Detection annotation records
"""
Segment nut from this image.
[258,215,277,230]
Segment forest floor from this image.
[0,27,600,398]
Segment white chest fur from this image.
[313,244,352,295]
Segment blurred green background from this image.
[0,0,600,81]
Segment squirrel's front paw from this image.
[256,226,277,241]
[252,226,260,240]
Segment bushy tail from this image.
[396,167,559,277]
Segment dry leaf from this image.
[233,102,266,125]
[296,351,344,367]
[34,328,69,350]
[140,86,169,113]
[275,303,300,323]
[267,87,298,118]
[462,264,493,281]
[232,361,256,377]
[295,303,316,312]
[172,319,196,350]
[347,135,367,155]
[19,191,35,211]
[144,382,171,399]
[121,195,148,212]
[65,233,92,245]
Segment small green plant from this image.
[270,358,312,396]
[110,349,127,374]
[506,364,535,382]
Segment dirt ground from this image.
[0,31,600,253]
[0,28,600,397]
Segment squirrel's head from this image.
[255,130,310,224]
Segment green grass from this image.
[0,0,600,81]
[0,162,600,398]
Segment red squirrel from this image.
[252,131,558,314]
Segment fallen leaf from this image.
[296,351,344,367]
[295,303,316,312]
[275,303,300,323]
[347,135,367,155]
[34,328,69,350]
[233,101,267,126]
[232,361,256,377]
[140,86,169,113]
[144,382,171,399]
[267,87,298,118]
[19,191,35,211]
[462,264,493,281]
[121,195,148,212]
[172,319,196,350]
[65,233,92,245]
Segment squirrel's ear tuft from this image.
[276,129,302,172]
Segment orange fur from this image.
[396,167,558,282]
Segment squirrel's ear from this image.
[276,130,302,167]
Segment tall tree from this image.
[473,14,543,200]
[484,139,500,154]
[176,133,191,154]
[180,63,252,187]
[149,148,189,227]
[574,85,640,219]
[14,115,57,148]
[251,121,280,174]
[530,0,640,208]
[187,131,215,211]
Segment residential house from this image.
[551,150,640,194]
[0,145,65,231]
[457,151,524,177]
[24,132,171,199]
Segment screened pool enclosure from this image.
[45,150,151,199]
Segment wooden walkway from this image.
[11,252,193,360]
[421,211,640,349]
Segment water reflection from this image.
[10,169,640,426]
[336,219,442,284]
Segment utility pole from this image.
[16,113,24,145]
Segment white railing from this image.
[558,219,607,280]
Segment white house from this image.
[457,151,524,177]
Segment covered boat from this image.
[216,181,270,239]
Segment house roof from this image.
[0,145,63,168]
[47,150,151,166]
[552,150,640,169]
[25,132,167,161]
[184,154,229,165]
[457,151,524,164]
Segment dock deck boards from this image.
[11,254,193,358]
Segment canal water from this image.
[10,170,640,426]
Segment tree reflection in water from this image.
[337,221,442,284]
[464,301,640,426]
"""
> **Set problem**: Can you quote all of the data above word for word?

> **Worked answer**:
Segment nut from this image.
[258,215,277,230]
Segment forest floor from this image.
[0,27,600,398]
Segment white chest fur from this image.
[313,244,352,295]
Segment blurred green background from this image.
[0,0,600,81]
Segment squirrel's front paw from this image.
[256,226,277,241]
[252,226,260,240]
Segment bushy tail from this image.
[396,167,559,277]
Segment dry leaf from this image.
[233,102,266,125]
[296,351,344,367]
[34,328,69,350]
[140,86,169,113]
[275,303,300,323]
[267,87,298,118]
[462,264,493,281]
[232,361,256,377]
[295,303,316,312]
[172,319,196,350]
[347,135,367,155]
[19,191,35,211]
[144,382,171,399]
[121,195,148,212]
[65,233,92,245]
Segment small green plant from this image.
[270,358,312,396]
[110,349,127,374]
[506,364,535,382]
Segment dirt ground from this image.
[0,31,600,253]
[0,28,600,397]
Segment squirrel's head from this image.
[255,130,310,224]
Segment green grass from this image.
[0,0,600,81]
[0,162,600,398]
Segment red squirrel from this image.
[252,131,558,314]
Segment fallen leaf from this image.
[296,351,344,367]
[295,303,316,312]
[275,303,300,323]
[347,135,367,155]
[34,328,69,350]
[233,101,267,126]
[232,361,256,377]
[140,86,169,113]
[144,382,171,399]
[267,87,298,118]
[19,191,35,211]
[462,264,493,281]
[121,195,148,212]
[172,319,196,350]
[65,233,92,245]
Segment squirrel's ear tuft from this image.
[276,129,302,172]
Segment orange fur from this image.
[396,167,558,282]
Segment squirrel's ear from this image.
[276,130,302,167]
Segment tall tree from this image.
[473,14,543,200]
[484,139,500,154]
[176,133,191,154]
[180,63,252,187]
[149,148,189,227]
[574,85,640,219]
[14,115,57,148]
[251,121,280,174]
[530,0,640,208]
[187,131,215,211]
Segment residential house from this image.
[551,150,640,194]
[0,145,65,231]
[457,151,524,177]
[24,132,171,199]
Segment screened pool enclosure from this image.
[45,150,151,199]
Segment wooden walkway from this image.
[11,252,193,360]
[421,211,640,349]
Segment water reflection from this image.
[10,169,640,426]
[336,219,442,284]
Segment utility pole from this image.
[16,113,24,145]
Segment white railing from this image.
[558,219,607,280]
Segment white house from this image.
[457,151,524,177]
Segment covered boat from this image.
[216,181,270,239]
Segment house roof from this image.
[0,145,63,168]
[47,150,151,166]
[552,150,640,169]
[25,132,167,161]
[184,154,229,165]
[457,151,524,164]
Segment dock deck boards from this image.
[11,254,193,358]
Segment canal water from this image.
[10,170,640,426]
Segment tree reflection in water from this image.
[337,221,442,284]
[464,301,640,426]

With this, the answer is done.